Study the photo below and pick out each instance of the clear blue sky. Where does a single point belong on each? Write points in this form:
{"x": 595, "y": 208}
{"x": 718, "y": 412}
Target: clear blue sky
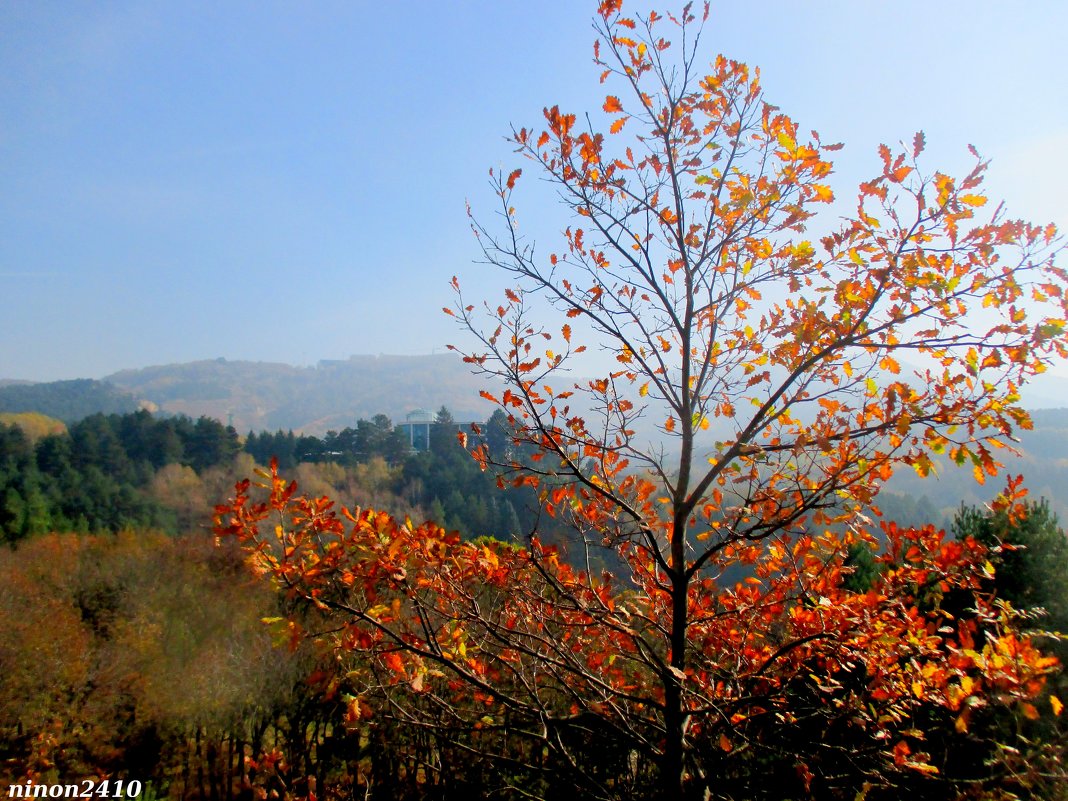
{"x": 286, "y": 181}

+ + +

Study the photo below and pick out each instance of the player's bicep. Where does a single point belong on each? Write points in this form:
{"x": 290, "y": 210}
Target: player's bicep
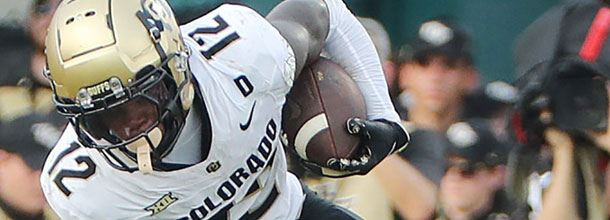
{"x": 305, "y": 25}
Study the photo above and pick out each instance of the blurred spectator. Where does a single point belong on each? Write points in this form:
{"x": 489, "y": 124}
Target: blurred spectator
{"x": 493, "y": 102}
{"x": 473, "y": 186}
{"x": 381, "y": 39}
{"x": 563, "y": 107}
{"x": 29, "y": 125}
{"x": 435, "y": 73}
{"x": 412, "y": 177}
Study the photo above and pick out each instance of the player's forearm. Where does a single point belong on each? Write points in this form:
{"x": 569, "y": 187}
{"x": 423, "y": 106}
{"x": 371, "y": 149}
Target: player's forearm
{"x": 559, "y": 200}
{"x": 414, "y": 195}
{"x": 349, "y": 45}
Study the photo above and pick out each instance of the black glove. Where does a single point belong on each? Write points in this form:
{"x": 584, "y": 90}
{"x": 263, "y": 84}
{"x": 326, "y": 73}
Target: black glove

+ + +

**Opdracht**
Verzamel uit de rijen hierboven elke regel waarin het woord "spectator" staat, en schrijf die regels ongewijzigd over.

**Juiste uitkomst**
Study the photo above and pick out each instance of the blurred spectator. Where does a single point belong on each? Write points in this form:
Target: blurred spectator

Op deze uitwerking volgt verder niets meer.